PROVIDED ENTRIES:
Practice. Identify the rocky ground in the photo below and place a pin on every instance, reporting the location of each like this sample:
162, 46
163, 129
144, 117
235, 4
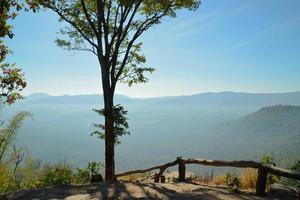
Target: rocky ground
122, 190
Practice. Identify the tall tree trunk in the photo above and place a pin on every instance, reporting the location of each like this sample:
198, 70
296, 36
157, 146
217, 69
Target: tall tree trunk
108, 95
109, 149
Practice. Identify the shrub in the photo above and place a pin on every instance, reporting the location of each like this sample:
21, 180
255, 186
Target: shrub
57, 174
81, 176
248, 178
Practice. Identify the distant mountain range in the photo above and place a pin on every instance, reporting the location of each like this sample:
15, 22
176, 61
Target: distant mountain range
223, 125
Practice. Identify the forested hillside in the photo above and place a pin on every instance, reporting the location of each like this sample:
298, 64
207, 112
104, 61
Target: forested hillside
211, 125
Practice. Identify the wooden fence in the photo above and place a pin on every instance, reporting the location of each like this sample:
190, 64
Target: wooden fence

WHAT IS ASKED: Copy every one of the lines above word for word, leaving out the picture.

TASK RESPONSE:
Practice. Identify the rocky ground in the photo below and place a pin on every instance, reporting the location of each like this sample:
162, 46
163, 129
144, 117
235, 4
Target: rocky ground
122, 190
Practice. Identify the tall tree trunk in the photo above and place a pin on every instance, reporting the location of each like this sample:
198, 70
296, 36
157, 146
217, 69
Target: tall tree trunk
108, 95
109, 149
Practice. Identify the shrub in the photo above and place a pin on every instance, reporting the location of each like this sample:
21, 180
255, 186
Target: shrub
57, 174
81, 176
248, 178
Practice. Identify the distant mountain range in the photo above and place a pin on every instance, reporting the location of each like this sample:
15, 22
176, 61
Target: distant mountain range
223, 125
Practice. Identify the forested hillside in the photo above and place a pin on every instance, reporting the location of each like this sample:
298, 64
207, 112
104, 61
Target: forested hillside
211, 125
Practice. Identify the wooden fence in the photo above and place a pin on every instance, reporting the location of each like this sample:
190, 64
Target: wooden fence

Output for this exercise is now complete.